Stored items
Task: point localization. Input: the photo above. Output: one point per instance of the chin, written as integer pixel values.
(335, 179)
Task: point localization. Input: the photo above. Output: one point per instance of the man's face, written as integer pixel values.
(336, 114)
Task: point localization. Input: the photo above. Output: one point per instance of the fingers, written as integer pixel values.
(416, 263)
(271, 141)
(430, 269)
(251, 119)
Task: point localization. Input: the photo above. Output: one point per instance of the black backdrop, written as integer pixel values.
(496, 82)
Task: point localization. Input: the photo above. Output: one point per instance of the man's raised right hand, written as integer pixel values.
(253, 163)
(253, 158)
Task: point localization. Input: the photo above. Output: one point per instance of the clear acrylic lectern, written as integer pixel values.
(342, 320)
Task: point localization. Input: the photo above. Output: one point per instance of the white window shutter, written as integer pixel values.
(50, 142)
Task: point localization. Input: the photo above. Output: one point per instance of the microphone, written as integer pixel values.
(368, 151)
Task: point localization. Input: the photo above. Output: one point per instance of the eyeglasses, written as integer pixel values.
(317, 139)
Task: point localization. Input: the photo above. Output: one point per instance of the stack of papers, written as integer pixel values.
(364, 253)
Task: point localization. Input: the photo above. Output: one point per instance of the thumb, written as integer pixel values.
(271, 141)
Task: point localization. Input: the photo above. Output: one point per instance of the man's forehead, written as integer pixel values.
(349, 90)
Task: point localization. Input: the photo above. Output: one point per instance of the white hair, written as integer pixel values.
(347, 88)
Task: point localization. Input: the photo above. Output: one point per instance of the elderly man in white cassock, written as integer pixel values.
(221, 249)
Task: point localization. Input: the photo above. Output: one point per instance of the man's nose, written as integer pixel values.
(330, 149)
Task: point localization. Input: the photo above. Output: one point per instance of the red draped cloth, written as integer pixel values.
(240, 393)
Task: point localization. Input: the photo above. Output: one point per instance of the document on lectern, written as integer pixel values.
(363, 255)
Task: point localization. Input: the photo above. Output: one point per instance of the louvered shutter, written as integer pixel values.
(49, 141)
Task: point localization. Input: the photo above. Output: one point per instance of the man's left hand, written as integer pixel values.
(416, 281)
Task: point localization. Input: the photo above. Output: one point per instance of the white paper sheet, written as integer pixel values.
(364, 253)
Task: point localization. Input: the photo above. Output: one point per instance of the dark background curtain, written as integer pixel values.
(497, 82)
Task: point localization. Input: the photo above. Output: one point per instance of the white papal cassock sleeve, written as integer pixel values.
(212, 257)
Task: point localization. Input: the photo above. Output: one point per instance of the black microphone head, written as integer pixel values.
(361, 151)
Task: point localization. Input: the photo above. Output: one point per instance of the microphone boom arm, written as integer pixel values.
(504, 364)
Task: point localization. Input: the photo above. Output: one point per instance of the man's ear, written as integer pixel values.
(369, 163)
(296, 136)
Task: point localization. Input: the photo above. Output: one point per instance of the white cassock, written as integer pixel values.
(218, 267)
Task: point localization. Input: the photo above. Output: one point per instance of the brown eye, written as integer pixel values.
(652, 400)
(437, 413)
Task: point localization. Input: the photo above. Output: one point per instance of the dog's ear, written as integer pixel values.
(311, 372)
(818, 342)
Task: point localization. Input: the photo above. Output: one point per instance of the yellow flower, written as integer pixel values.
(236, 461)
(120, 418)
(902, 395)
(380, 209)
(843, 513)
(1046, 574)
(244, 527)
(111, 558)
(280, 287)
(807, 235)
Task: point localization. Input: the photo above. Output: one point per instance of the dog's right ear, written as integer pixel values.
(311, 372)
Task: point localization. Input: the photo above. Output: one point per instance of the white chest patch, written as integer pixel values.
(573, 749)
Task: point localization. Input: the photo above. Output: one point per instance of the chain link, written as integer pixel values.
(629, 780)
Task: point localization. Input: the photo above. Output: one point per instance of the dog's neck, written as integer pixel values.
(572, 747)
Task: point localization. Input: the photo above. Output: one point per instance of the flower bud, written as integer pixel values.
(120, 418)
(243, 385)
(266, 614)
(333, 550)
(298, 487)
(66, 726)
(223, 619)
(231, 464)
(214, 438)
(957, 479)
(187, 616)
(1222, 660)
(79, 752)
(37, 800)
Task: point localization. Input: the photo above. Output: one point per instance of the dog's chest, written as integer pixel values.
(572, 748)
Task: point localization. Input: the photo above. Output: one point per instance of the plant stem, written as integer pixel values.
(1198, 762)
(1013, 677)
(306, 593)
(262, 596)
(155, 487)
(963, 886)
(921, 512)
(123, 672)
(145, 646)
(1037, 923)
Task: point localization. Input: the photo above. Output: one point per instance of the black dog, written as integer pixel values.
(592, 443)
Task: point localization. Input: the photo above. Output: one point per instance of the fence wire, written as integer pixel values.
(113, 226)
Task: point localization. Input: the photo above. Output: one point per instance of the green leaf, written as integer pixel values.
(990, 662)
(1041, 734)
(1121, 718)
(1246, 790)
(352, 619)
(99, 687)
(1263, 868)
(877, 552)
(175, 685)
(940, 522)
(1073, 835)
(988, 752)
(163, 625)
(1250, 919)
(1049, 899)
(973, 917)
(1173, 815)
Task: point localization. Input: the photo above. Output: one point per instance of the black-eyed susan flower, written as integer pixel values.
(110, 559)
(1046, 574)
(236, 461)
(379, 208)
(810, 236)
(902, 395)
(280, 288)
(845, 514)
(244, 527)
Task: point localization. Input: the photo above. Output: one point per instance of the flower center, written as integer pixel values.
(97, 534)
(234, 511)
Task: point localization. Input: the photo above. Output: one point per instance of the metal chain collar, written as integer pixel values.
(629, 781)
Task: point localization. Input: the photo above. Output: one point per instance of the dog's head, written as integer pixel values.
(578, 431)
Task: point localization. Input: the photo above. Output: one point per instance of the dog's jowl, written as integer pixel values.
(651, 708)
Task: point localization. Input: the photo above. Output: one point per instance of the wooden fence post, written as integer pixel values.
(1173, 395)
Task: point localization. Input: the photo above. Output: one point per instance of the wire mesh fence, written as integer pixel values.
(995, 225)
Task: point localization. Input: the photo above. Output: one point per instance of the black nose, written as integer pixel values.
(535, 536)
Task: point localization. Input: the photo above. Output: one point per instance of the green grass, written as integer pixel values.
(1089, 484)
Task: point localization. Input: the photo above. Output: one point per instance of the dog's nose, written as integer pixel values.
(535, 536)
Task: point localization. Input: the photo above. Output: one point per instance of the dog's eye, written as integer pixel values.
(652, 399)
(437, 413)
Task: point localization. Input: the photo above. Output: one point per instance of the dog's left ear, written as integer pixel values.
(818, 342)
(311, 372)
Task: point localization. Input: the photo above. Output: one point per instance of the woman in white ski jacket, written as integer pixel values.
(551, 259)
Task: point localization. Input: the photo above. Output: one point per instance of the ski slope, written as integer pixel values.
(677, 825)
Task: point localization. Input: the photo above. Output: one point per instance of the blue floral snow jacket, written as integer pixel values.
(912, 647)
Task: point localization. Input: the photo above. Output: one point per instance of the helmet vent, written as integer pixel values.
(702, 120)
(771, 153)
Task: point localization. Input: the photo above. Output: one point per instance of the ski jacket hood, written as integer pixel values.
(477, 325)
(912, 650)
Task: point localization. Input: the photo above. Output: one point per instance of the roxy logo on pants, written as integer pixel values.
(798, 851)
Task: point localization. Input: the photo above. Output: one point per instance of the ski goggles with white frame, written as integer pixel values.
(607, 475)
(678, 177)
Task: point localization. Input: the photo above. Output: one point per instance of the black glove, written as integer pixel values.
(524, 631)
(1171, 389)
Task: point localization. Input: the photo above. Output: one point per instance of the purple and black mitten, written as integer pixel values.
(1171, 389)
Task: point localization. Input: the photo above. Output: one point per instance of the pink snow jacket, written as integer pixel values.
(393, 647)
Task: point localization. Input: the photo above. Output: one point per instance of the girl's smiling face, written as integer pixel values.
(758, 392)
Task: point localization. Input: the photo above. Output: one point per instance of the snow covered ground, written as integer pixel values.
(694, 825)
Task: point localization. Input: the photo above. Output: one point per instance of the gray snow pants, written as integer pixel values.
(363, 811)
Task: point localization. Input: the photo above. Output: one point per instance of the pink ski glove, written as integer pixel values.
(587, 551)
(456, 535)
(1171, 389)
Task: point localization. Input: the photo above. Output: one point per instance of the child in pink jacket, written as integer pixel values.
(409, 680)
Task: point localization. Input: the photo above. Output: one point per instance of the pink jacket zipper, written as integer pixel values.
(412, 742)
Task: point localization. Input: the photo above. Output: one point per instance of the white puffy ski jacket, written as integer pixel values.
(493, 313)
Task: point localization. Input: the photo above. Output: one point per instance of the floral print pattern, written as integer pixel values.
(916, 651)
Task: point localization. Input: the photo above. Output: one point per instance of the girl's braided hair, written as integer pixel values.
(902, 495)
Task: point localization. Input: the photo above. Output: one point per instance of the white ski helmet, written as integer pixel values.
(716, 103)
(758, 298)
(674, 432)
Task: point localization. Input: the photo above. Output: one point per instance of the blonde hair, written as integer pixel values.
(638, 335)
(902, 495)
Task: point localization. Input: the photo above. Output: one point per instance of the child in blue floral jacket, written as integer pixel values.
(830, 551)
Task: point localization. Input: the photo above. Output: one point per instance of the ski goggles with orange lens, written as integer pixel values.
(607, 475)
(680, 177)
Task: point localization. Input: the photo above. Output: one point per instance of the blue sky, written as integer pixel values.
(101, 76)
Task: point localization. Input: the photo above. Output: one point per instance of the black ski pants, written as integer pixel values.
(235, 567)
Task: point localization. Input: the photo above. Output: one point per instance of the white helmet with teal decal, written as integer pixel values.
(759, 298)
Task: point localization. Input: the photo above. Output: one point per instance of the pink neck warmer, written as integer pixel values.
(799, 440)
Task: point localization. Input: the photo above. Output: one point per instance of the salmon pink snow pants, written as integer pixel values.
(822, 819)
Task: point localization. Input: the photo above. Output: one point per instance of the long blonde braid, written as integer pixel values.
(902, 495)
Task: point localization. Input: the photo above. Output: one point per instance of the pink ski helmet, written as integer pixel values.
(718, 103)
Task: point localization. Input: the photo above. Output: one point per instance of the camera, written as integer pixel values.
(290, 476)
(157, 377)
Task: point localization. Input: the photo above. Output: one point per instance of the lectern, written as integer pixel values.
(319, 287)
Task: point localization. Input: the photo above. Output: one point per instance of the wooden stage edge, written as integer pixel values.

→ Your objective
Only those lines running from the one containing "floral jacket, written as integer pixel values." through the last line of the data above are to be copied, exactly, with both ends included.

→ Exercise result
Task: point localization. Input: the photo above. Output: one point per instance of the child in blue floral jacket, written as integer pixel values.
(830, 551)
Task: point localization. Input: the photo above. Output: one point per instance of the ski goggles with orange lens, written as integer pixel values.
(607, 475)
(680, 177)
Task: point localization. Input: the photo above. Output: one point per instance of the blue sky, written as integer pixel values.
(101, 76)
Task: point localization. Input: the photo above. Output: one point per instance of the black ski pants, written as integer pixel values.
(235, 567)
Task: point localization. Input: the photo above. Output: one point per instance of the white helmet with teal decal, written as integer pixel values.
(759, 298)
Task: point localization. Input: the photo above. Output: one point per instance of the pink neck warmer, written as integer pixel values.
(799, 440)
Task: point localization. Input: the photo above. Output: one point per instance of the salmon pink snow pants, written as integer pixel values.
(822, 819)
Task: point localization. Input: the photo above. Output: one point per instance of the long blonde braid, written as integer pixel values.
(902, 495)
Task: point localization. Input: the photo above. Output: one point per instance of the pink ski helmet, written as integer pixel values.
(718, 103)
Task: point localization. Input: the photo above. Output: one point per instance of the camera, written as integer pixel values.
(290, 476)
(157, 377)
Task: point localization. Input: the photo above. Output: one point per instance of the lectern, written as integer pixel values.
(319, 287)
Task: point localization. Input: the photo above. Output: one point per instance of the wooden stage edge, written as integer pixel values.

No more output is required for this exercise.